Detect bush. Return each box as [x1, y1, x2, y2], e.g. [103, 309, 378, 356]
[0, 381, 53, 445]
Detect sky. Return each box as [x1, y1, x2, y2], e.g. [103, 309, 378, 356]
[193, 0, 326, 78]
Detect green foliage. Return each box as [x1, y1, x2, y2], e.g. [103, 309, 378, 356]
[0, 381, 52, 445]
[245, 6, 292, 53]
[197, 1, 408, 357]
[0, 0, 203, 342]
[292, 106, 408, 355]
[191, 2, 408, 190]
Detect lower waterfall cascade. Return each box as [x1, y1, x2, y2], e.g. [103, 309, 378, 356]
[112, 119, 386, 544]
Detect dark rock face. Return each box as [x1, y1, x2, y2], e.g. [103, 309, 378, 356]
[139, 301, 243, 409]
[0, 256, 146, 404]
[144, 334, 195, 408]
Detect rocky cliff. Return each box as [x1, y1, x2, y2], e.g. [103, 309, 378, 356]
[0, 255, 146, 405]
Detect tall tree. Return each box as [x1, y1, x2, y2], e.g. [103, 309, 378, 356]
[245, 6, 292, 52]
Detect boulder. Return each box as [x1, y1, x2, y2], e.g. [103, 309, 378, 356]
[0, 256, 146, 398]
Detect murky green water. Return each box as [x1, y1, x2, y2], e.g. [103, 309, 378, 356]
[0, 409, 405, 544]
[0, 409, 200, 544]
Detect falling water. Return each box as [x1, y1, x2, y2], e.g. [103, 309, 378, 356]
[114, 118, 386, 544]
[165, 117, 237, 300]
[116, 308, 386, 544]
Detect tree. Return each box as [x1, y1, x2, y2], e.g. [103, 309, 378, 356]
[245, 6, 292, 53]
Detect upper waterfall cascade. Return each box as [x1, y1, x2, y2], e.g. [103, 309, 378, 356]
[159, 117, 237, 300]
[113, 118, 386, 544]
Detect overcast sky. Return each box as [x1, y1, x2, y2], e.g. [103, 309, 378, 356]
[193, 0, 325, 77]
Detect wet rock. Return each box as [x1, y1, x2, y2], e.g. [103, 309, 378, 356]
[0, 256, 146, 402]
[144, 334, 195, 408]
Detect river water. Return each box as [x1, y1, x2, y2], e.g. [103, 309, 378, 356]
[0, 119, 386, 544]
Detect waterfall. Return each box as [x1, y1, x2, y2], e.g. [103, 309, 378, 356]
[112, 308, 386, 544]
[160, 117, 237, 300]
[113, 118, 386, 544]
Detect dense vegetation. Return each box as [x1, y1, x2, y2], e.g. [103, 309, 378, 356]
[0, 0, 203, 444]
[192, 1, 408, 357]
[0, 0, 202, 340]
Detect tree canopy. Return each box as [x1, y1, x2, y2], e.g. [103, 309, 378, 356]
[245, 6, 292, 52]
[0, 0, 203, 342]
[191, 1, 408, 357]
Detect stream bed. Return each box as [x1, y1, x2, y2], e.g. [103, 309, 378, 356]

- **WRITTEN EXERCISE**:
Copy every one of the records above line for line, changing nothing.

- **TASK SOLUTION**:
Detect bush. Return each box as [x1, y1, x2, y2], e.g. [103, 309, 378, 356]
[0, 381, 53, 445]
Detect sky. Return each box as [x1, y1, x2, y2], e.g. [103, 309, 378, 356]
[193, 0, 326, 78]
Detect green foliage. Return each box as [x1, y1, x2, y2], e.g. [103, 309, 378, 356]
[0, 381, 52, 445]
[245, 6, 292, 53]
[197, 1, 408, 357]
[0, 0, 203, 342]
[292, 106, 408, 355]
[191, 2, 408, 190]
Detect lower waterfall cascade. Return each box as [x1, y1, x2, y2], e.g. [103, 309, 378, 356]
[112, 119, 386, 544]
Detect dark rock face. Return each box as [x1, y1, x2, y2], e.g. [103, 309, 378, 356]
[139, 301, 243, 409]
[0, 256, 146, 404]
[144, 334, 195, 408]
Detect rocky cliff. Return each box as [x1, y1, x2, y2], e.g. [103, 309, 378, 356]
[0, 255, 146, 405]
Detect tall tree. Return each box as [x1, y1, x2, y2], e.g. [103, 309, 378, 356]
[245, 6, 292, 52]
Detect boulder. Return each box as [x1, y1, x2, y2], e.g. [103, 309, 378, 356]
[0, 256, 146, 398]
Detect murky green water. Return each box as [x1, y1, x2, y2], e.g. [103, 309, 378, 356]
[0, 409, 405, 544]
[0, 409, 200, 544]
Detect falling water. Return each box as [x1, y1, x2, y2], e.g. [103, 309, 378, 356]
[114, 118, 386, 544]
[165, 117, 237, 300]
[116, 308, 386, 544]
Detect tree. Return each box as [x1, y1, x2, y2], e.g. [103, 309, 378, 356]
[245, 6, 292, 53]
Detect upper waterfall cascade. Return each box as [x1, y1, x2, y2], e.g. [103, 309, 378, 356]
[159, 117, 237, 300]
[113, 118, 386, 544]
Detect overcast sky. Return each box as [x1, y1, x2, y2], e.g. [103, 309, 378, 356]
[193, 0, 325, 77]
Detect wet rock. Return each box as [x1, y1, x2, y2], e.g. [103, 309, 378, 356]
[0, 256, 146, 402]
[144, 334, 195, 408]
Detect river water. Return each box as [x1, y1, x2, y2], e.g. [103, 309, 378, 356]
[0, 119, 386, 544]
Detect waterfall. Return each box as [x1, y1, x2, y2], e.g. [103, 309, 378, 356]
[112, 308, 386, 544]
[160, 117, 237, 300]
[113, 118, 386, 544]
Detect dense vegetation. Return each box as [x1, y1, x2, y2], e.g. [103, 309, 378, 356]
[0, 0, 203, 444]
[192, 1, 408, 357]
[0, 0, 202, 340]
Detect tree canopy. Return each box as [x1, y1, x2, y2], e.g. [103, 309, 378, 356]
[245, 6, 292, 52]
[0, 0, 203, 342]
[191, 1, 408, 357]
Detect stream bed. Return each box as [x1, y1, x2, y2], e.g. [103, 309, 378, 356]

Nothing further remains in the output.